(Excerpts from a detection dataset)
------

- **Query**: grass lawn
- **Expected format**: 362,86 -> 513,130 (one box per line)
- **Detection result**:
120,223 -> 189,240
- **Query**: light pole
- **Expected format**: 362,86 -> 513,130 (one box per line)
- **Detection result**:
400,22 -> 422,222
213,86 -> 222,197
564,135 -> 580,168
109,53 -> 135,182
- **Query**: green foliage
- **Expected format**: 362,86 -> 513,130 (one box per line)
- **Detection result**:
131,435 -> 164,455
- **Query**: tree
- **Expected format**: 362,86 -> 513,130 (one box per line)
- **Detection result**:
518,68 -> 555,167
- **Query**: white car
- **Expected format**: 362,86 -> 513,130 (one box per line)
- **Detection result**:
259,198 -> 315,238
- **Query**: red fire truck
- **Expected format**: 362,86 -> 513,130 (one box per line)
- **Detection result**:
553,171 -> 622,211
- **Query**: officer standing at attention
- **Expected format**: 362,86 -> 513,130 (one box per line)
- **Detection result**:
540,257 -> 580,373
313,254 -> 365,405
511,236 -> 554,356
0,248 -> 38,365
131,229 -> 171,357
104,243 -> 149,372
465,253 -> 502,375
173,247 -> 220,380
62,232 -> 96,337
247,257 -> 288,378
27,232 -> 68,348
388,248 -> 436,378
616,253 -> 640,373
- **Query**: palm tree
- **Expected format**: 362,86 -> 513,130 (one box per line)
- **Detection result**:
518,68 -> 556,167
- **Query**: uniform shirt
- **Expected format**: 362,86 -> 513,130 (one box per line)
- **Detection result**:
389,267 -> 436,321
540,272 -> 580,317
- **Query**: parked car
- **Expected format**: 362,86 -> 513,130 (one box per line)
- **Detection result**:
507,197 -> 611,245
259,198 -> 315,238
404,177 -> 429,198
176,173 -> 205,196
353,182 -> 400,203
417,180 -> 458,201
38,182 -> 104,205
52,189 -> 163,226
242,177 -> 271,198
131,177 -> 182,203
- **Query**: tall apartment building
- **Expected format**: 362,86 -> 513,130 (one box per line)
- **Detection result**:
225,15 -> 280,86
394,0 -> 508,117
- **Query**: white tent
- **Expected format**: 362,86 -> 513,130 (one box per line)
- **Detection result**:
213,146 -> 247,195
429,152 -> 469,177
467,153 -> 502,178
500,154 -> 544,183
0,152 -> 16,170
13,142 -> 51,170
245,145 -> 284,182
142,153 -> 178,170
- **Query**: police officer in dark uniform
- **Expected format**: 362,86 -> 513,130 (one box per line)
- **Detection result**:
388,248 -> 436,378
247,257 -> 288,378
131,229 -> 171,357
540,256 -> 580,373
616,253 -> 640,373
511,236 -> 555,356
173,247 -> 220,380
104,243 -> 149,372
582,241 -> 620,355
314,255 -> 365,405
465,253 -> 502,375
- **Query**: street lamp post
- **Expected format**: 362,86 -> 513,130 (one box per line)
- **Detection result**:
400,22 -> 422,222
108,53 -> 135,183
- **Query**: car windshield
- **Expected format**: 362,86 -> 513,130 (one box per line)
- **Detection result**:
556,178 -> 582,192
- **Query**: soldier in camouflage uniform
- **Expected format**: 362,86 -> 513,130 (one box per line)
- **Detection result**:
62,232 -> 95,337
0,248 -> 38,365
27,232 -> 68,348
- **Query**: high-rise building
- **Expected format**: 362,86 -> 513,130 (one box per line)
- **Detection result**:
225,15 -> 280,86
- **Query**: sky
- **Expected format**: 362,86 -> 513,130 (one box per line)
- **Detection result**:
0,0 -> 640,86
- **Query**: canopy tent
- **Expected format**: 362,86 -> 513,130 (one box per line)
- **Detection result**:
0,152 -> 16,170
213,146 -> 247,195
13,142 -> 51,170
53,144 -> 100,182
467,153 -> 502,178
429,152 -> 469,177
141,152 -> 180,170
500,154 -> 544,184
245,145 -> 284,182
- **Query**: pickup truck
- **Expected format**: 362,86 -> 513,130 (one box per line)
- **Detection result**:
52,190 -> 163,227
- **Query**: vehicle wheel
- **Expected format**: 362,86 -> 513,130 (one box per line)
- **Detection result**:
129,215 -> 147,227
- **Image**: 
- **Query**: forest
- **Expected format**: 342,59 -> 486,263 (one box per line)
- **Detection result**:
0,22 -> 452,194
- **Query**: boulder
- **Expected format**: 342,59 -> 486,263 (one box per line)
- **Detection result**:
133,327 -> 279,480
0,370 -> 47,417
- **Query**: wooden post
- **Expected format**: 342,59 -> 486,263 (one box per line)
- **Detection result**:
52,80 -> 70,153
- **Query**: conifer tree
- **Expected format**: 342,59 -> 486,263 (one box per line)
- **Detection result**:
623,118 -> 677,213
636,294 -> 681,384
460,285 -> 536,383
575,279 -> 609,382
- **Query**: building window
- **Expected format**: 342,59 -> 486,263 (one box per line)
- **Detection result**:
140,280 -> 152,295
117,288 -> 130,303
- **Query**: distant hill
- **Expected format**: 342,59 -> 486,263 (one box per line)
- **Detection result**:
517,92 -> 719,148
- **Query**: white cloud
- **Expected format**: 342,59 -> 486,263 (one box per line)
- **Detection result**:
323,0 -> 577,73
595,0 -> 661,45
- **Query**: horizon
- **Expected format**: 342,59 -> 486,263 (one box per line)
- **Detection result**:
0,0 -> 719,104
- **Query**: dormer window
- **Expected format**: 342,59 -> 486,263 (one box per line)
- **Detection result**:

------

Rename "Detection result" to "Predicted boxes" in everything from the line containing "- **Query**: wooden post" down to the end of the entries, and give back only those lines with nothing else changed.

- **Query**: wooden post
- **Expected format**: 342,59 -> 486,263 (one box per line)
- **Predicted boxes**:
52,80 -> 70,153
- **Query**: conifer tree
- **Expected format**: 342,59 -> 486,263 (one box per line)
- **Predicted boxes**:
623,118 -> 677,213
636,294 -> 681,384
460,285 -> 536,383
575,279 -> 609,382
- **Query**: building window
- **Expected format**: 342,59 -> 486,263 (one box per line)
- **Predicted boxes**:
140,280 -> 152,295
117,288 -> 130,303
- **Query**: distant hill
- **Expected format**: 342,59 -> 486,263 (one box per line)
- **Predicted boxes**:
517,92 -> 719,148
- **Query**: white cloud
- **Expected format**: 342,59 -> 486,263 (one box per line)
- **Predicted boxes**:
323,0 -> 577,73
595,0 -> 661,45
- **Query**: horizon
- **Expected format**: 342,59 -> 486,263 (one box per line)
- **Predicted boxes**:
0,0 -> 719,104
- **Query**: dormer window
- **Expected format**: 342,59 -> 486,263 (one box per line)
- **Predicted boxes**:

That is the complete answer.